**TRECHO DO ARTIGO:**
::::

Da presunção de inocência à arbitrariedade do estado

20/07/2016

Por Ilana Santos do Amaral - 20/07/2016

Diante da presente realidade que enfrenta o povo brasileiro no que diz respeito ao alto índice de criminalidade e à impunidade no país, os magistrados têm tomado decisões um tanto severas no sentido de diminuir este índice de criminalidade e evitar a impunidade conforme clama a sociedade. Ao juiz cabe julgar segundo a lei preceitua, sob a observância dos direitos e garantias fundamentais, bem como dos princípios constitucionais. No entanto, a “sede” por justiça e a “cultura da punição” têm causado cegueira aos magistrados, uma vez que suas decisões têm se baseado em meras concepções intrínsecas e subjetivas destes, as quais violam a objetividade de julgamento, além de serem por vezes induzidas pelo clamor da sociedade, sem respeito ao que prevê a Constituição Federal, principalmente no que concerne aos princípios da presunção de inocência e o in dubio pro reo.

::::

**LINHAS DE DADOS:**

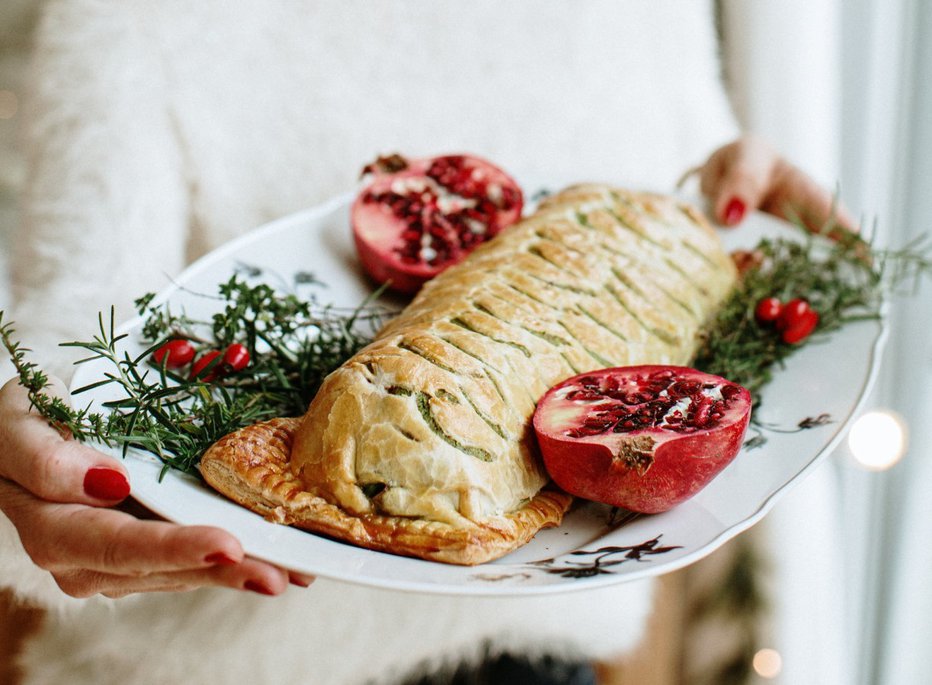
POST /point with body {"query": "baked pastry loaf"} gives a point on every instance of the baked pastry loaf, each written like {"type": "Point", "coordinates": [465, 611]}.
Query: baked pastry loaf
{"type": "Point", "coordinates": [421, 443]}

::::

**SUAS INSTRUÇÕES:** Prolongue o artigo sobre a presunção de inocência e as decisões dos magistrados, começando logo após a última frase apresentada. As linhas de dados formam um material à parte, sem relação com o artigo.

**RESPOSTA DO EXERCÍCIO:**
Nos termos do artigo 5º, inciso LVII da Constituição Federal de 1988, dispõe que: “ninguém será considerado culpado até o trânsito em julgado de sentença penal condenatória.”.

Mediante este princípio não se aplica a pena até que se esgotem todos os recursos cabíveis ao réu. O primordial é a proteção do inocente, sendo que é inaceitável que autoritariamente ou de forma impulsiva seja o cidadão punido ou considerado culpado sem antes ter exercido todos os direitos de recurso permitidos em lei. É importante lembrar que acima de todos os princípios, prevalece a dignidade da pessoa humana, portanto, faz-se mister ressaltar que a decisão inquisitória de um magistrado que executa a pena sem passar pelo crivo de todos os procedimentos necessários para tanto e dos elementos constitucionais, é simplesmente um abuso ou violência à dignidade do ser humano.

O in dubio pro reo decorre do princípio da presunção de inocência, uma vez que por meio da carga de prova é possível chegar à convicção de quem realmente é o culpado pelo delito alegado pela acusação. Ocorre que nem sempre a prova que fora produzida no processo é plena, a qual deixa dúvidas, omissões, não constituindo, assim, provas suficientes de autoria e materialidade do crime.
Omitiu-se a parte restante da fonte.